# Passage given
APR 22, 2019 9:33 AM PDT

Research Confirms Climate Change to Blame for Hurricane Maria's Record Rainfall

WRITTEN BY: Tiffany Dazet

When Hurricane Maria hit the island of Puerto Rico in September of 2017, it brought along record-breaking rainfall, the consequences of which caused widespread devastation to the island. By the time the storm hit land it was estimated to be near the strength of a Category 4 hurricane, the island’s strongest to make landfall since 1928 with the largest rain single rain event since 1956. Many assumed climate change was to blame for the extreme rainfall, and recent research confirms this assumption. The study, published last week in Geophysical Research Letters, aimed to determine whether natural climate variability or anthropogenic climate change caused the immense amount of precipitation.

The tropical island of Puerto Rico is no stranger to rain, as it receives 3,000-4,000 mm of rainfall annually. However, as reported in the study, Hurricane Maria dumped 1,029 mm of precipitation on the island in a single day—nearly 25% of the total average annual rainfall. Maria was also estimated to have 66% more precipitation than the last major storm to make landfall on Puerto Rico—Hurricane Georges in 1998. 

Source: NOAA

In a statement released by the American Geophysical Union (which publishes Geophysical Research Letters), lead author and geographer at the University of Alabama David Keellings stated, “What we found was that Maria’s magnitude of peak precipitation is much more likely in the climate of 2017 when it happened versus the beginning of the record in 1956.”

# Given task 1
According to the article on Hurricane Maria's rainfall, how much precipitation did the storm drop on Puerto Rico in a single day?
# Given task 2
Carry on the article on Hurricane Maria's rainfall, picking up right after its last sentence.
The material placed after this article is separate from it.

# Dataset

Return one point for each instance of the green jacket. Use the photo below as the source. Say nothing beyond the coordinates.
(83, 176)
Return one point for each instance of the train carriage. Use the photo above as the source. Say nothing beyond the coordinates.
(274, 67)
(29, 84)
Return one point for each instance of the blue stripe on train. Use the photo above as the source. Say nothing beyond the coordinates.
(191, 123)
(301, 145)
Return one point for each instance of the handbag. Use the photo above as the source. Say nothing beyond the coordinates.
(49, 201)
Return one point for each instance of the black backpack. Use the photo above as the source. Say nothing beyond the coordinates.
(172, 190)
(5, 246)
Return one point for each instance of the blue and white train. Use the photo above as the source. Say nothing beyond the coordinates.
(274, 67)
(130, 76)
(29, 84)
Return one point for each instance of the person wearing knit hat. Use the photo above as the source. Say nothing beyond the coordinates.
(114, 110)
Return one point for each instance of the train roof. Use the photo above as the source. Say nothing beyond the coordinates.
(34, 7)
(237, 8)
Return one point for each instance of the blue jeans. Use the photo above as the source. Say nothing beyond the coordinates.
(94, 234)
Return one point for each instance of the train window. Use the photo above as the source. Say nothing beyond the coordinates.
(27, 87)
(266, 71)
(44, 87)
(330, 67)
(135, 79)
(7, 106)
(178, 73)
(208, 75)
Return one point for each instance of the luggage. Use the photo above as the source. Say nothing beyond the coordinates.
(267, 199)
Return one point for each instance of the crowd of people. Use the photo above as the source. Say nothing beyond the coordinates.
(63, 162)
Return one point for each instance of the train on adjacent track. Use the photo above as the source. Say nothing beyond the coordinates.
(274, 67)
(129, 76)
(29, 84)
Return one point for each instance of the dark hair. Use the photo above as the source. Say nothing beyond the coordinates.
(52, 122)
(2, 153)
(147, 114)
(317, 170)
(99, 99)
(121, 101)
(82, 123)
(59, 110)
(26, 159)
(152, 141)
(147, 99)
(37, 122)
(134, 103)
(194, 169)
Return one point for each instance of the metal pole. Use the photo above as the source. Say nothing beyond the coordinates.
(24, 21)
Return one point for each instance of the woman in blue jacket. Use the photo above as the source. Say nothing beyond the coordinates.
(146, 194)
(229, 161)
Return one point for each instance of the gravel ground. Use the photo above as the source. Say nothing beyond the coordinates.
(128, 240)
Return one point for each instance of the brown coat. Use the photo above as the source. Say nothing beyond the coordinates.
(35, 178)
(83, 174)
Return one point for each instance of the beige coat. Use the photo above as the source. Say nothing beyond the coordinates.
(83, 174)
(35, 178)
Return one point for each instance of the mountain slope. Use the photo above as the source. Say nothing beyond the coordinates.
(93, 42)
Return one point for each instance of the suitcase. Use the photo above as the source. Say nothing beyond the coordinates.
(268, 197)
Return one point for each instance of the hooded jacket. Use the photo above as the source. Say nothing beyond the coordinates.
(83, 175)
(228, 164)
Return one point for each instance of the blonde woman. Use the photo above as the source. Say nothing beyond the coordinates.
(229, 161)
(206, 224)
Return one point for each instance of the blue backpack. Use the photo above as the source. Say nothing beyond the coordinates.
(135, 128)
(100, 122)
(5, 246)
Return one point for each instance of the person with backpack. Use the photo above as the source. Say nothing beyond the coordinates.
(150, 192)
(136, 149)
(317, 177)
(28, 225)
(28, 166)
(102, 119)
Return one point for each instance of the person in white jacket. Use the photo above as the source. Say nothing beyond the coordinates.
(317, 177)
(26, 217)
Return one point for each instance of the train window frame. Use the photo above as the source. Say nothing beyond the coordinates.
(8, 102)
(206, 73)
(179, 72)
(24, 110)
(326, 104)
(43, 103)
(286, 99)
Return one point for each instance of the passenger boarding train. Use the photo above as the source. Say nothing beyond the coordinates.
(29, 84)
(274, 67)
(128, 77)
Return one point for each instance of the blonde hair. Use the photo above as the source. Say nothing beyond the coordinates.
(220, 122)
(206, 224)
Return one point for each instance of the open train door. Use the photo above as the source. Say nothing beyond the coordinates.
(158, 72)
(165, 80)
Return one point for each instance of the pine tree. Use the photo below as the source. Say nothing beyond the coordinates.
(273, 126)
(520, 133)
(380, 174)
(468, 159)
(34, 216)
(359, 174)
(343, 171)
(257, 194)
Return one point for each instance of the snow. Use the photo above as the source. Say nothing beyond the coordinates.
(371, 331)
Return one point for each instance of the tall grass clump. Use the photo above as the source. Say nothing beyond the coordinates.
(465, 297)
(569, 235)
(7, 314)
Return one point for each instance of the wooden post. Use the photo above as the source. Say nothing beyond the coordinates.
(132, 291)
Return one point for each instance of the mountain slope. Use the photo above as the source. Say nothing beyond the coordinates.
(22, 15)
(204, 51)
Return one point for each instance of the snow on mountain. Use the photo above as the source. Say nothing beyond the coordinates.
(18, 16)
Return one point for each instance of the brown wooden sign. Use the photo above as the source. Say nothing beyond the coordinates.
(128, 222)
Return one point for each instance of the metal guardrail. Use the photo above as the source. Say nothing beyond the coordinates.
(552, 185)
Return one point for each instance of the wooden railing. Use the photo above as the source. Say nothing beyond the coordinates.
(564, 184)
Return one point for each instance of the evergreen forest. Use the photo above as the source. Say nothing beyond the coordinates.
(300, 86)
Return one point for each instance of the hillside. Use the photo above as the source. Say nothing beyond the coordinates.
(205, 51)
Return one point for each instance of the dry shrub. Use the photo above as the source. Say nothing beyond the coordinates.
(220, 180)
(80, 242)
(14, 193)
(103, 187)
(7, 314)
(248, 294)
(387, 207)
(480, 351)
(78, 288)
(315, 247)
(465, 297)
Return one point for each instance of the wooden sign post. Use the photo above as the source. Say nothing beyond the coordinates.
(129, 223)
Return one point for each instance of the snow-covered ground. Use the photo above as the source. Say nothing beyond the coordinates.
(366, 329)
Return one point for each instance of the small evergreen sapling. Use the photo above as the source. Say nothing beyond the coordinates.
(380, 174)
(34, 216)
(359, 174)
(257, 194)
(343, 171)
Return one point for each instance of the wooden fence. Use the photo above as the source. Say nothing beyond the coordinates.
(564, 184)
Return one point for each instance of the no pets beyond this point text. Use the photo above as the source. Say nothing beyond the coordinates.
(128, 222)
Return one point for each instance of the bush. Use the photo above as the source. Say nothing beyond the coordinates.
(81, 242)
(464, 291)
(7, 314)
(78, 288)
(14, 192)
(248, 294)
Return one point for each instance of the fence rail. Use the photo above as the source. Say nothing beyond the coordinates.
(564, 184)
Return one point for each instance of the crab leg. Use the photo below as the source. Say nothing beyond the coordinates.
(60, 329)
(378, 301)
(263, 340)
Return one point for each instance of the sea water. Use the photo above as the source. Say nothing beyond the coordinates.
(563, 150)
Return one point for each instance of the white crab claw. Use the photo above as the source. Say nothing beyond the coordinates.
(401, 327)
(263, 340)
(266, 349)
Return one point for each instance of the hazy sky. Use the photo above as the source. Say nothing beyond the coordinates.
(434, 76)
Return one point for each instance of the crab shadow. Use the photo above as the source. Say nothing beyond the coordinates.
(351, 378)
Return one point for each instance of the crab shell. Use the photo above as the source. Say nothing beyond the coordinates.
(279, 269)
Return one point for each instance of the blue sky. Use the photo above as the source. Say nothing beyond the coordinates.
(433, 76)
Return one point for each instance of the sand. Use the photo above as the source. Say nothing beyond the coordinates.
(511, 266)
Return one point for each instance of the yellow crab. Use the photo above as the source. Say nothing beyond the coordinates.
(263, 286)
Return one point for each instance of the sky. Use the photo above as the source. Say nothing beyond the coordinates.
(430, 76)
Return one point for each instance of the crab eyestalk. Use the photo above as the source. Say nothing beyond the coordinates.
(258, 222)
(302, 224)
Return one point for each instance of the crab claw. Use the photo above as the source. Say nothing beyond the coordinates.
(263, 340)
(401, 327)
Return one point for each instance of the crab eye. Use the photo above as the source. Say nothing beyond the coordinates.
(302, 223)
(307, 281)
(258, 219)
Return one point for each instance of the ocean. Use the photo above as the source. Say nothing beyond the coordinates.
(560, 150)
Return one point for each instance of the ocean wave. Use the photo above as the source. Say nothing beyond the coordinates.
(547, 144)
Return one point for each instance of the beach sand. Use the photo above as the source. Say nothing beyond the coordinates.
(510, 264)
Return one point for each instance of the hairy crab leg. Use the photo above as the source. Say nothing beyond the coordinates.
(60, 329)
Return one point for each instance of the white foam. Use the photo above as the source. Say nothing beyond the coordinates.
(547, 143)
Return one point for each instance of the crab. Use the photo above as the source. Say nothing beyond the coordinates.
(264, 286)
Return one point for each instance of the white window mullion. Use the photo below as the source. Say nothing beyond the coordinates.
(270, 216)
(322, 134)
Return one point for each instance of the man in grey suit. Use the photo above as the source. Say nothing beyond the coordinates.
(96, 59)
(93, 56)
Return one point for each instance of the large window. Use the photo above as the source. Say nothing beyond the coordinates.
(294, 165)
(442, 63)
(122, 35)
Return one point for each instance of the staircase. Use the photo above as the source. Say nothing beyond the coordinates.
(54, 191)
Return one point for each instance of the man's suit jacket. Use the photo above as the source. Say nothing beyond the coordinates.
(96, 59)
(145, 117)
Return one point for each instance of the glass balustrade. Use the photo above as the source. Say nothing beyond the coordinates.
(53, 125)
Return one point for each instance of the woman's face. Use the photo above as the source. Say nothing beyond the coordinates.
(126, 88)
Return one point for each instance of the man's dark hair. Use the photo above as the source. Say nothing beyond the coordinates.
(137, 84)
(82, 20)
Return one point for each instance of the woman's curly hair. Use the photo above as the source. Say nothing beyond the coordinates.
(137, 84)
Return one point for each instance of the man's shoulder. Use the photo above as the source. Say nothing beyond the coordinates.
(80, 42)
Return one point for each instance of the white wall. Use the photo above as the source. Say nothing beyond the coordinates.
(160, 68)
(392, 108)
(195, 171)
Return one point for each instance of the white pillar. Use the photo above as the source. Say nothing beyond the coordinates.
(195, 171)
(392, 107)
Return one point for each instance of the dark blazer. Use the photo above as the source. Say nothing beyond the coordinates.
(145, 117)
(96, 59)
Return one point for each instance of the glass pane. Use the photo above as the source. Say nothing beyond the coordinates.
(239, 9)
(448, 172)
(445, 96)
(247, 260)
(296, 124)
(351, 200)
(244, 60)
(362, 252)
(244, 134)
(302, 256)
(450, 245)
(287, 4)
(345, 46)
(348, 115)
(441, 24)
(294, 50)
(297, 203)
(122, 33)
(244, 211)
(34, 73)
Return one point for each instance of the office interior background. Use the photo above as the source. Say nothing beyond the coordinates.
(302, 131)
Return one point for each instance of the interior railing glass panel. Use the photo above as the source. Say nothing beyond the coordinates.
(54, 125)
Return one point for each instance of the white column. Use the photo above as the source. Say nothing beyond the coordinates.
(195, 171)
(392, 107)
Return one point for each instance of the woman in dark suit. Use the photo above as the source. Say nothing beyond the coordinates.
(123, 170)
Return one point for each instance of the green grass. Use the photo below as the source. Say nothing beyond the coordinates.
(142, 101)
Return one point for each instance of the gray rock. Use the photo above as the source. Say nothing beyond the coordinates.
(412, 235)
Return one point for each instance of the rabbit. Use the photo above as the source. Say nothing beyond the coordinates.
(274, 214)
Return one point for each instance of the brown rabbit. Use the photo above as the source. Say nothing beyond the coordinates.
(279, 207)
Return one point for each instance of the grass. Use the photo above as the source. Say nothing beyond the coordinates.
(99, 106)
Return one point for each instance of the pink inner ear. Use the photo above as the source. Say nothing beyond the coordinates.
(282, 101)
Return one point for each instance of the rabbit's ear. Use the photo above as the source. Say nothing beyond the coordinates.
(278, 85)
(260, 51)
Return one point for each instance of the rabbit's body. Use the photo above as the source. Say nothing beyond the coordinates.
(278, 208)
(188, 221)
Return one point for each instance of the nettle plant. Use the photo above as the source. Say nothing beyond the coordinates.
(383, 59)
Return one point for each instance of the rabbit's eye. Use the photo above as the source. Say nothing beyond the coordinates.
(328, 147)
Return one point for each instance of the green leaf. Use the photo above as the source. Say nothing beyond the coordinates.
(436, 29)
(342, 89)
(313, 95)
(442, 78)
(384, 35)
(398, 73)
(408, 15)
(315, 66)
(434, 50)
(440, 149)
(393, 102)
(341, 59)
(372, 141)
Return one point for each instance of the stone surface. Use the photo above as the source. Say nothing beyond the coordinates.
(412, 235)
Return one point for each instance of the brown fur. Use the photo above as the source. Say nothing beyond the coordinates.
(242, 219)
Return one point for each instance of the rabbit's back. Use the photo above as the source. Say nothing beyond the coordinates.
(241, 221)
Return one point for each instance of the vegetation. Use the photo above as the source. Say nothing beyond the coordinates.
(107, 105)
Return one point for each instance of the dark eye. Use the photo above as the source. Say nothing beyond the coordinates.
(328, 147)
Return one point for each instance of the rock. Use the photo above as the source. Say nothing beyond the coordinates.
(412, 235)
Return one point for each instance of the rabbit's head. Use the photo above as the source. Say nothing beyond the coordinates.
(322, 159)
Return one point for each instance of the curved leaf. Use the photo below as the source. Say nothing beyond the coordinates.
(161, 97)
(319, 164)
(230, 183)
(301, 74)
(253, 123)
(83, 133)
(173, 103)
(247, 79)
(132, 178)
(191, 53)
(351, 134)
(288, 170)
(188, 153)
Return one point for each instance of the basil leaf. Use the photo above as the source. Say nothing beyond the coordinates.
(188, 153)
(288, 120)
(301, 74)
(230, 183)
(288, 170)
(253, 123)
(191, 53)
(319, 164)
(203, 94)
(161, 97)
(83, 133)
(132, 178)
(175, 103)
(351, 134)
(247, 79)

# Exercise result 1
1,029 mm

# Exercise result 2
To reach this conclusion, Keellings and co-author Jose Javier Hernandez Ayala—Puerto Rican climate researcher at Sonoma State University—analyzed rainfall from the 129 hurricanes that have hit Puerto Rico since 1956. They determined that an event as extreme as Hurricane Maria was 4.85 times more likely happen in the climate of 2017 than 1956, a change in probability that can only be attributed by human-induced warming. Their data analysis showed that in the 1950s, a storm of Maria’s intensity was likely to occur once every 300 years. In 2017, that likelihood dramatically shifted to once every 100 years.

This study indeed confirms that human-caused warming is increasing the frequency of extreme weather events. In AGU’s statement, Keellings affirms that “Some things that are changing over the long-term are associated with climate change—like the atmosphere getting warmer, sea surface temperatures increasing, and more moisture being available in the atmosphere—together they make something like Maria more likely in terms of its magnitude of precipitation.” 

Sources: Geophysical Research Letters, AGU, PHYS, NOAA (Images)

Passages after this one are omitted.